Records from a data source
• • • •
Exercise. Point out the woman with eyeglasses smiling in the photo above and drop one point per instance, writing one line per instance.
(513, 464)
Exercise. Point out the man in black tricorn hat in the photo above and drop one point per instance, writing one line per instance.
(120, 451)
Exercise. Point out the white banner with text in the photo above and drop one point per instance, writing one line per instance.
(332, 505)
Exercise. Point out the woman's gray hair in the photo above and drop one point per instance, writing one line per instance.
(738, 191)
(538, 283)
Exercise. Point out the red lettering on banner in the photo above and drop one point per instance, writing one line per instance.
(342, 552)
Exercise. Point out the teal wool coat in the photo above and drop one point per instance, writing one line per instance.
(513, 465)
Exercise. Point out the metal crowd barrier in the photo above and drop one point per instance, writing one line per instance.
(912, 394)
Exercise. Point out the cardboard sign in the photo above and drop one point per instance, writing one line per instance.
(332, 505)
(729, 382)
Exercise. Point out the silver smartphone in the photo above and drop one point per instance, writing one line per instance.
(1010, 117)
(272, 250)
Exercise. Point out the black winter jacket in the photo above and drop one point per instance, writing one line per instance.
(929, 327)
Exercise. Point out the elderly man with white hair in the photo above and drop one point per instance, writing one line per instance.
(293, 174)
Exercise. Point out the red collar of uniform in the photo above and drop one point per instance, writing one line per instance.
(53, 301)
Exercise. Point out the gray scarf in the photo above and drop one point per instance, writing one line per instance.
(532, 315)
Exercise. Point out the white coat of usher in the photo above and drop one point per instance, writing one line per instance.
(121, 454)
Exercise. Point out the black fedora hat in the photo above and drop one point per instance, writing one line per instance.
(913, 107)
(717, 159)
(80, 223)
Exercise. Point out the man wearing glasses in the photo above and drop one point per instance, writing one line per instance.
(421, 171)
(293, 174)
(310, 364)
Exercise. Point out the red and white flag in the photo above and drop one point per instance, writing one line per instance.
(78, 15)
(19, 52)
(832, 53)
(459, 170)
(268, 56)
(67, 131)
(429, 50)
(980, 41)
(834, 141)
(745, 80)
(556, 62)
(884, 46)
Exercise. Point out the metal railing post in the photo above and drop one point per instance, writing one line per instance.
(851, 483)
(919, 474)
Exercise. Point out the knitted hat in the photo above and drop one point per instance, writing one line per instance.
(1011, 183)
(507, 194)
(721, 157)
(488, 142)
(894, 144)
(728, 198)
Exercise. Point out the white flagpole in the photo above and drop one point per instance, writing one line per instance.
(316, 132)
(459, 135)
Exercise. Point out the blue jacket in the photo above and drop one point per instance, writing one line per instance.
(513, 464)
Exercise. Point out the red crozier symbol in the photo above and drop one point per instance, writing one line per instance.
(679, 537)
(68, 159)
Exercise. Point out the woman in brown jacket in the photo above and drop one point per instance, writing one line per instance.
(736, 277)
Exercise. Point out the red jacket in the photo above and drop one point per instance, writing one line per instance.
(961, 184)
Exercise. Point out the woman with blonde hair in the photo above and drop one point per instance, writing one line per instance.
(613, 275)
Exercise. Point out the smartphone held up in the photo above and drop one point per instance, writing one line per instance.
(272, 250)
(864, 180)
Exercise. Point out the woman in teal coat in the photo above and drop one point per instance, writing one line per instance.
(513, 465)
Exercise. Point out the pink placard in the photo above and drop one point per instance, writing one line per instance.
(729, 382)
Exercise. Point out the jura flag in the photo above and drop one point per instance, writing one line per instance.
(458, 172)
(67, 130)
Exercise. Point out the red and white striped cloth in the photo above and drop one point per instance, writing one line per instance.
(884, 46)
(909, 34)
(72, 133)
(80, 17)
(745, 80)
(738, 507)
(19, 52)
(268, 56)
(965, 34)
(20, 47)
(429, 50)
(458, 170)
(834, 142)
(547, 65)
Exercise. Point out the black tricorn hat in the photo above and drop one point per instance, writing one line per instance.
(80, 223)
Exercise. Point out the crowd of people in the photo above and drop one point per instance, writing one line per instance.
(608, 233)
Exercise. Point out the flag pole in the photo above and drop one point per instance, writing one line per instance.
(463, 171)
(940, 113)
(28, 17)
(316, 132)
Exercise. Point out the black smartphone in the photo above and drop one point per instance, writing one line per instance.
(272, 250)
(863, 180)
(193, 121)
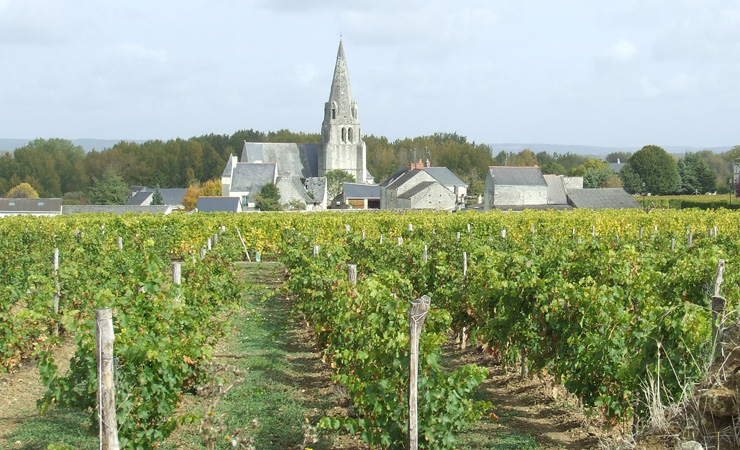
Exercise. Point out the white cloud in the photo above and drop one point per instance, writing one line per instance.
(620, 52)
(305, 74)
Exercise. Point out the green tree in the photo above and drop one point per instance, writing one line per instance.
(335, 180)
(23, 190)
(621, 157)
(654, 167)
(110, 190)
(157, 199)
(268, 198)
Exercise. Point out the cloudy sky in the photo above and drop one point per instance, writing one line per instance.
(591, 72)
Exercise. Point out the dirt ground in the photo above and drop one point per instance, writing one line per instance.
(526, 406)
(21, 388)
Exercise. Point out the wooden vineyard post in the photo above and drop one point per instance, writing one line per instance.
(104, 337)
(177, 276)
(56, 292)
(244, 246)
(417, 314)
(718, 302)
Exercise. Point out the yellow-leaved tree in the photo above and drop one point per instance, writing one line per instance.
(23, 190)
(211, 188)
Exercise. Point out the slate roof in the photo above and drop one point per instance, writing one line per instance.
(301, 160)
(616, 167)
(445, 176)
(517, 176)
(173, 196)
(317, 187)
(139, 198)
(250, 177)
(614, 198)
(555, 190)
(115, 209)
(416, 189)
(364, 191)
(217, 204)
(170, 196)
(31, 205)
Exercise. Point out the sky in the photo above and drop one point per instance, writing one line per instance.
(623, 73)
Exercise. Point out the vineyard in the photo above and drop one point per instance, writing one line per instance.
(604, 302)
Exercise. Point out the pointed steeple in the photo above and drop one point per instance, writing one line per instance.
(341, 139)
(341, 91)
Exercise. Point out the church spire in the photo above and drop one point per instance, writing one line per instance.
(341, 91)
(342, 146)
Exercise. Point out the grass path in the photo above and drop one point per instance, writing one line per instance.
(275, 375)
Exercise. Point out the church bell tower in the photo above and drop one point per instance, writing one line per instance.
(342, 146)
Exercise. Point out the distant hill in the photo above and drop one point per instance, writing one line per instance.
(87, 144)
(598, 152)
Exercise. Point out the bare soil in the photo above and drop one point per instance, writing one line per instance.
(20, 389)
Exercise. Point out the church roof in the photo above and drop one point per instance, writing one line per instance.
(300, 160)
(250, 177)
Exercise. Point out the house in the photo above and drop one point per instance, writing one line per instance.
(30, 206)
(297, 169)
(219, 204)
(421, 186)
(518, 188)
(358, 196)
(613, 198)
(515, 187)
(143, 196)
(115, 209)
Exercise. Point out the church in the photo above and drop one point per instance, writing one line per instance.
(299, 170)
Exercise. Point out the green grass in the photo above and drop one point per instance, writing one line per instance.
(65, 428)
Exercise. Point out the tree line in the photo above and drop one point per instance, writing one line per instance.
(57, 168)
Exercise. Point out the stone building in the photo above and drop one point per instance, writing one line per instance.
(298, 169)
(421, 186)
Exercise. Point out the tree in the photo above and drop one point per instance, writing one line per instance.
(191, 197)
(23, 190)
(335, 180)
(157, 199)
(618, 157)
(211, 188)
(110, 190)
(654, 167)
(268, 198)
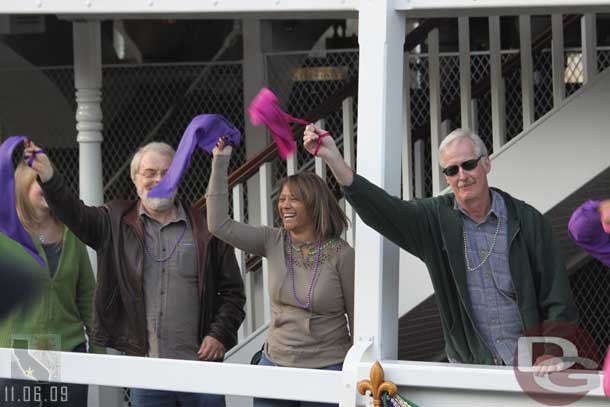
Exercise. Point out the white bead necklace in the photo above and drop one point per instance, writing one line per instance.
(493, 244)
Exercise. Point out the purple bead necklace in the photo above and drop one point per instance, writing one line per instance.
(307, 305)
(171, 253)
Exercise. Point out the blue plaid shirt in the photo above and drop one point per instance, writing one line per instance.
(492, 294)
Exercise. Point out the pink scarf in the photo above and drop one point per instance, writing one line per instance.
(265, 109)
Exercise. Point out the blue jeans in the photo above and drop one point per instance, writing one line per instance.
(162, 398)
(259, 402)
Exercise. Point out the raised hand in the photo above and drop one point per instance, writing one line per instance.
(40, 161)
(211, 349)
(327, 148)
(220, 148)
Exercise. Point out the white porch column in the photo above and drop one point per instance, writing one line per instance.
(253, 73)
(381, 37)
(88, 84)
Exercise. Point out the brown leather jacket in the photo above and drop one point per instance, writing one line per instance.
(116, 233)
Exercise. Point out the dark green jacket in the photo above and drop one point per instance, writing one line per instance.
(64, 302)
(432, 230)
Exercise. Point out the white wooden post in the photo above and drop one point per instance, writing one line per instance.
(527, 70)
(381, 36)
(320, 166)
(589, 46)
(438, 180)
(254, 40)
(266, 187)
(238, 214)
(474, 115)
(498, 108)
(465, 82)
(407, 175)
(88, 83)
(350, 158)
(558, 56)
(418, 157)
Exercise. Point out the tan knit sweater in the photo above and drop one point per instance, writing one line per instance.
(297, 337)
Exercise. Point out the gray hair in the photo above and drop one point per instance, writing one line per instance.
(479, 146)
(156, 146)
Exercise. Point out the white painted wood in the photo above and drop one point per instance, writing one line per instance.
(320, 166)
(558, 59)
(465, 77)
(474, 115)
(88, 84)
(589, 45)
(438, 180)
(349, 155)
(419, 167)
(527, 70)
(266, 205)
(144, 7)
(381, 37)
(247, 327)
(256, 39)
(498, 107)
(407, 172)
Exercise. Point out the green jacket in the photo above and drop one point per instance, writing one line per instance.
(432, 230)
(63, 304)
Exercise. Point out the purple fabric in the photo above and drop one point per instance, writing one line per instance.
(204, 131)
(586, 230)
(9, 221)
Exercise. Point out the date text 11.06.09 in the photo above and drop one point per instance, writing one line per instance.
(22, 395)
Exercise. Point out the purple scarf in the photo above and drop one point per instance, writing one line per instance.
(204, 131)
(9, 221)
• • • •
### Activity
An exact repeat of the lines from the one containing "Exercise. Point out the gray hair" through the final line above, both included, is the whole answer.

### Exercise solution
Exercise. Point out the gray hair in the photo above and drop one point per instance, writing one line per instance.
(479, 146)
(156, 146)
Exercise. Point out the white painted wood in the photo above and drop one point per instance, writing one line per instance.
(320, 166)
(558, 59)
(465, 77)
(474, 115)
(88, 84)
(589, 45)
(438, 180)
(349, 155)
(419, 167)
(527, 70)
(266, 205)
(144, 7)
(381, 37)
(247, 327)
(256, 39)
(498, 107)
(407, 172)
Exercise. Point out the green jacket in the photo above and drop one point per instance, writing one line per instance.
(432, 230)
(63, 304)
Exercise. Point out the purple fabric in the photo above and drop one point per instance, writing one line per instance.
(204, 131)
(586, 230)
(9, 221)
Exercise. Point out the date text 11.06.09 in the photo above and drop one point per instance, writing one line per instance.
(22, 395)
Exercise. Point out the purple scarf in the photo above and drop one point per instance, writing one line per instance.
(204, 131)
(9, 221)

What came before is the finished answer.